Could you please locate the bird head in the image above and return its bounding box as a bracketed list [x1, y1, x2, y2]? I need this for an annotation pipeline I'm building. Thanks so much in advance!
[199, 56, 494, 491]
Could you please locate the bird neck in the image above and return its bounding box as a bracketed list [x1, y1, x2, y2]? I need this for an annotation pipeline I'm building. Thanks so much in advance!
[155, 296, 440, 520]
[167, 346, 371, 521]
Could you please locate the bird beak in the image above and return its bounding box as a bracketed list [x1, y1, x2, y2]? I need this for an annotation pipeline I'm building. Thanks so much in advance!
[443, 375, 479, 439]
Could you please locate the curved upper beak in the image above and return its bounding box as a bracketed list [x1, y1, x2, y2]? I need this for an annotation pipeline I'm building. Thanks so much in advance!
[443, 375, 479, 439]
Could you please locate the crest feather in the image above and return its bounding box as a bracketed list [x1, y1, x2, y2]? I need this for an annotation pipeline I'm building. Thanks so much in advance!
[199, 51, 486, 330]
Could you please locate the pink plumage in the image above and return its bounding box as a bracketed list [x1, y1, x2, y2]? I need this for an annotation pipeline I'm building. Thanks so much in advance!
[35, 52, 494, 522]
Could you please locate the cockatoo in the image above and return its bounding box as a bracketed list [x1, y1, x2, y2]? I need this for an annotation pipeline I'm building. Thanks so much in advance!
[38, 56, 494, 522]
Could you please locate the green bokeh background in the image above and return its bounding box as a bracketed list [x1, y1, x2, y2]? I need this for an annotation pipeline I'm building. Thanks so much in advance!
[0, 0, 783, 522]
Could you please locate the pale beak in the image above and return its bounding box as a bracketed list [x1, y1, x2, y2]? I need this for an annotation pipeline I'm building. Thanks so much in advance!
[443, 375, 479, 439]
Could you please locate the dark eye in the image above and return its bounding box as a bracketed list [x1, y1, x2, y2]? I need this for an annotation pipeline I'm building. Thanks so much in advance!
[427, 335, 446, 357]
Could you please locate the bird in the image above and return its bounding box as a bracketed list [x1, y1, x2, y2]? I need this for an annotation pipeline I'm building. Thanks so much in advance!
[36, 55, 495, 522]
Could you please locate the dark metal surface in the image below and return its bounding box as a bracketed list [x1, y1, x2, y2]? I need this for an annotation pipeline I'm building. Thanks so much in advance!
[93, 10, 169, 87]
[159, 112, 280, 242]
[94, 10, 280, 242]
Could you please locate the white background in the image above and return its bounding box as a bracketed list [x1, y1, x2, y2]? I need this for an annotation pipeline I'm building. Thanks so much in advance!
********
Your task:
Reproduce the material above line for line, in its original order, without altering any character.

Response for this exercise:
Could you please locate the bird head in the image above and return its bounding box as a bracketed list [x1, y1, x2, y2]? I need this for an annotation pipeline I'm building. Thanks so much in advance!
[199, 56, 494, 491]
Could you please locate the bird neck in the image above and return its bounding box as a bracketed list [x1, y1, x2, y2]? I need this for an annotation pipeline I'm building. Thanks so much in advance!
[155, 296, 440, 520]
[167, 346, 371, 521]
Could you please locate the bird beak in the image above and return its bounding box as a bracketed list [x1, y1, x2, y2]? I need this for an annotation pipeline I'm building. Thanks so much in advance!
[443, 375, 479, 439]
Could you please locate the curved upper beak in the image above and return its bounding box as a bracketed list [x1, y1, x2, y2]? I need this for an annotation pipeline I'm building. Thanks so much in advance!
[443, 375, 479, 439]
Could you please locate the crest feather in the image above and return its bounding box as a bracketed list [x1, y1, x2, y2]? I need this for an annotation pipeline I'm building. Thanks so much in advance!
[199, 51, 486, 330]
Could you please locate the pink plumage in the image above and return its bounding box as a bracketed list [x1, y1, x2, y2]? I need this for an annotation pipeline I'm building. Thanks so much in advance!
[35, 52, 494, 522]
Could you please locate the cockatoo in the image above and return its bounding box as a bracketed list [x1, y1, x2, y2]? I need this for an annotation pipeline I'm building. Thanks so much in advance!
[38, 56, 494, 522]
Could you please locate the green bokeh background in the image above and return its bounding box as a bracketed list [x1, y1, x2, y2]? I need this for an annotation pipeline I'm building. Thanks so much in advance!
[0, 0, 783, 522]
Could you please locate the pale beak in the image above and return its bounding box as a bracketed list [x1, y1, x2, y2]? I need this for an annotation pipeline I'm building. Thanks so much in advance!
[443, 375, 479, 439]
Could you please locate the dark eye in the image above and return its bounding box as a bracketed list [x1, y1, x2, y2]? I need this for an annotation pipeline I'm building. Thanks so much in advance!
[427, 335, 446, 357]
Could you please locate the bird in the image above and return its bounding box as a bracketed list [x1, y1, x2, y2]? I need this for an annotation pipeline I'm building. Thanks so much in advance!
[36, 55, 495, 522]
Could you please locate the dark metal surface in the image below and return its bounding box as a bracketed list [x1, y1, x2, y2]? I need this for an annotation pipeline I'm building. Thanks so much in advance!
[93, 10, 169, 87]
[159, 112, 280, 242]
[94, 10, 280, 242]
Could you please locate the white background in the image above and return its bounding box as a bracketed list [x1, y1, x2, y2]? I need this for an annotation pipeline I'm building. Thanks so much in advance!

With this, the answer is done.